- [Given passage]
David Ignatius
It’s March Madness in the Middle East: The United States and Israel are trading private barbs and public reassurances after Prime Minister Benjamin Netanyahu’s defiant re-election victory, just as the U.S. is nearing a nuclear deal with Israel’s chief adversary, Iran.
It’s a volatile situation, with the Obama administration signaling its opposition to Netanyahu’s campaign statements rejecting a Palestinian state. This will be a political collision as well as a diplomatic one, after the Republicans’ raucous cheers that greeted Netanyahu’s speech to Congress March 3 blasting President Barack Obama’s Iran policy.
An early signal of Obama’s displeasure came Wednesday, when White House press secretary Josh Earnest criticized Netanyahu’s election-day warning to Israeli voters about high Arab turnout. “Rhetoric that seeks to marginalize one segment of their population is deeply concerning and it is divisive,” Earnest volunteered, unbidden by any reporter’s question.
Netanyahu backed off his election rhetoric, telling NBC’s Andrea Mitchell Thursday he wanted “a sustainable, peaceful two-state solution” if “circumstances ... change.” As he spoke, Israelis were aware that the White House was considering a range of possible actions to demonstrate its anger. After the conciliatory interview was broadcast, the White House disclosed that Obama had called Netanyahu to congratulate him on his victory.
The soothing public words came on a day when the White House was privately weighing a roster of pressure tactics, including:
(1) Drafting a new U.N. Security Council resolution outlining the framework for a Palestinian state. Such a resolution might summarize the parameters that emerged during Secretary of State John Kerry’s negotiations with Israelis and Palestinians that collapsed last year.

- [Recorded information]
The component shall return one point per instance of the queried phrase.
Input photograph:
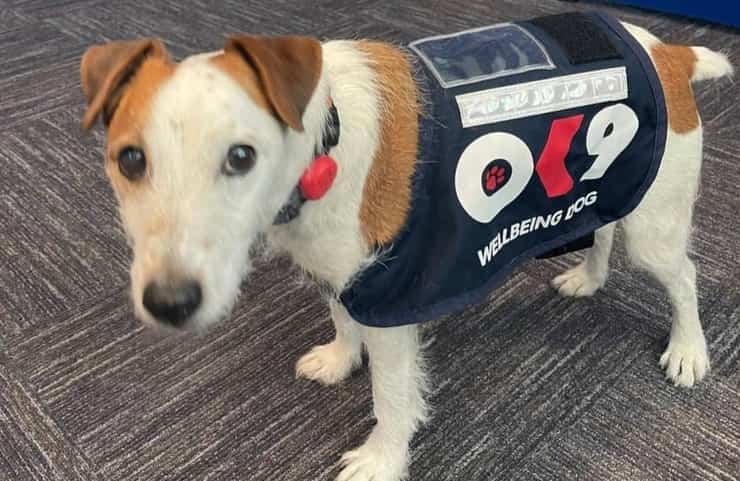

- [Exercises]
A – Summarize the column on U.S.-Israel tensions in two sentences.
B – Quote the column on U.S.-Israel tensions word for word, starting with "The soothing public" and going on through "collapsed last year.".
C – Please continue the column on U.S.-Israel tensions from the point where it stops.

- [Answers for the exercise]
A – After Prime Minister Benjamin Netanyahu's defiant re-election victory, the United States and Israel are trading private barbs and public reassurances as the U.S. nears a nuclear deal with Iran, and the Obama administration is signaling opposition to Netanyahu's campaign statements rejecting a Palestinian state. White House press secretary Josh Earnest criticized Netanyahu's election-day warning about high Arab turnout, and Netanyahu then told NBC he wanted a two-state solution if circumstances change, while the White House disclosed Obama's congratulatory call but privately weighed pressure tactics such as a new U.N. Security Council resolution outlining the framework for a Palestinian state.

B –
The soothing public words came on a day when the White House was privately weighing a roster of pressure tactics, including:
(1) Drafting a new U.N. Security Council resolution outlining the framework for a Palestinian state. Such a resolution might summarize the parameters that emerged during Secretary of State John Kerry’s negotiations with Israelis and Palestinians that collapsed last year.

C –
(2) Deterring Netanyahu’s plans to expand settlements in the West Bank, perhaps through warnings in a planned report to Congress on loan guarantees to Israel. President George H. W. Bush briefly cut off loan guarantees in 1991 to protest settlements, creating a political uproar but no lasting success in halting settlements.
(3) Altering current U.S. policy that opposes Palestinian efforts to take complaints against Israel to the International Criminal Court. Similarly, the U.S. might relax its pressure against European allies that are advocating sanctions against Israel.
(4) Weighing future vetoes of U.N. Security Council resolutions condemning Israeli settlements or other activity. In the past, U.S. use of the veto to support Israeli positions has been all but automatic.
Adoption of any of these measures would open a wide and potentially destabilizing breach between the two allies, and the administration’s consideration of them now is probably partly tactical. Officials want to nudge Netanyahu toward more moderate positions as he seeks to form a new governing coalition – and get him to continue backing away from the hardline statements he made during the fervor of the campaign.
Netanyahu’s comments to Mitchell tried to defuse the post-election tension. But it’s not clear this is as explicit a repudiation as the White House wants.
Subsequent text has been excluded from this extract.